(Items in a dataset)
** Begin **
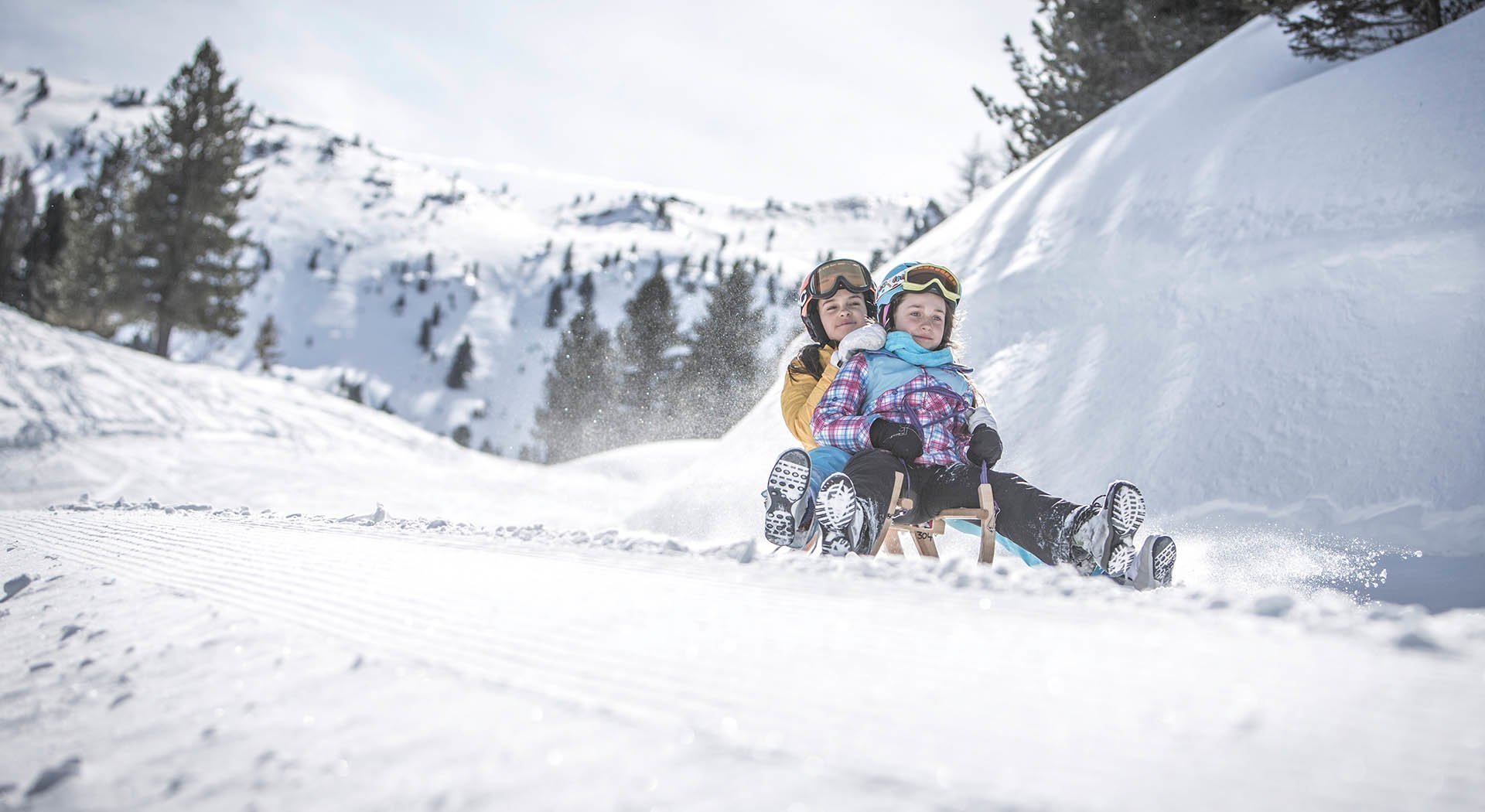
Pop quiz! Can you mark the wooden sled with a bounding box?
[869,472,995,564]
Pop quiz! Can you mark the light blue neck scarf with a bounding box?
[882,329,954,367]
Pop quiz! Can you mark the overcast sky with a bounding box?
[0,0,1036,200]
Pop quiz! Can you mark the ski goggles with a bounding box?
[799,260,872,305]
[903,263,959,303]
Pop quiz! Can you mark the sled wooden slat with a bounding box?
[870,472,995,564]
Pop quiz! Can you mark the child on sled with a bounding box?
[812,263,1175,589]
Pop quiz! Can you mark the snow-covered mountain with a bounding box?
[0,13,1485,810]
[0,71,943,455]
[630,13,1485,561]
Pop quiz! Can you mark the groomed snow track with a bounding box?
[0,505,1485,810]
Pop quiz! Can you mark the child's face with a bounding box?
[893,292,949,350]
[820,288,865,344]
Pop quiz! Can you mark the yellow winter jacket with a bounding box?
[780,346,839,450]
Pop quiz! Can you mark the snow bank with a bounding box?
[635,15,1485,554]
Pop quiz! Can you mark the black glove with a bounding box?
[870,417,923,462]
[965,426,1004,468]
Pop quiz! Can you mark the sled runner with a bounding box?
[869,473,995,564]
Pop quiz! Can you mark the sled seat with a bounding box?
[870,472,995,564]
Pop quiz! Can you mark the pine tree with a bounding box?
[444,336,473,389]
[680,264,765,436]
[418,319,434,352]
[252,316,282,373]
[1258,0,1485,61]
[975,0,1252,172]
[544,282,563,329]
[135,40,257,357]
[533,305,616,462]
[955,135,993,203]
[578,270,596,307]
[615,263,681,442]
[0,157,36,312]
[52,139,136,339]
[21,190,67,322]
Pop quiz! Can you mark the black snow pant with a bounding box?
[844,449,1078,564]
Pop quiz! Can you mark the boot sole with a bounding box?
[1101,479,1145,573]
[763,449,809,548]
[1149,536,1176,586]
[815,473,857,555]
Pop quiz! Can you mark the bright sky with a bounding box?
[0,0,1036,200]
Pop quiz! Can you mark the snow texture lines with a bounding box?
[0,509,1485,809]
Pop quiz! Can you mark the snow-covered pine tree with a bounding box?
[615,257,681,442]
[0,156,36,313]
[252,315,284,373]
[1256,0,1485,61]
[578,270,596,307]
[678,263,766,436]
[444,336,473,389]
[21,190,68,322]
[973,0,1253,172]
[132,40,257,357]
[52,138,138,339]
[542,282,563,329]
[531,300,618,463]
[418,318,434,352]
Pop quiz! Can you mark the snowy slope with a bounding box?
** End **
TASK GOAL:
Rescale the records above from the line with "Pop quiz! Can you mark the snow-covered pine" through the end of the records, both included. Write every line again, requests too, with each bounding-box coordinate multiplied by 0.4 and rounded to a whole number, halves rounded up.

SOLUTION:
Pop quiz! Can you mark the snow-covered pine tree with a bounding box?
[246,103,272,177]
[0,62,14,125]
[101,126,114,149]
[502,0,594,24]
[231,108,238,123]
[271,105,306,174]
[178,134,189,156]
[8,76,27,129]
[389,0,501,69]
[53,16,103,143]
[21,55,55,136]
[217,113,225,132]
[212,120,247,185]
[167,127,174,141]
Pop quiz! Can you mark the snowy slope with a bounding box?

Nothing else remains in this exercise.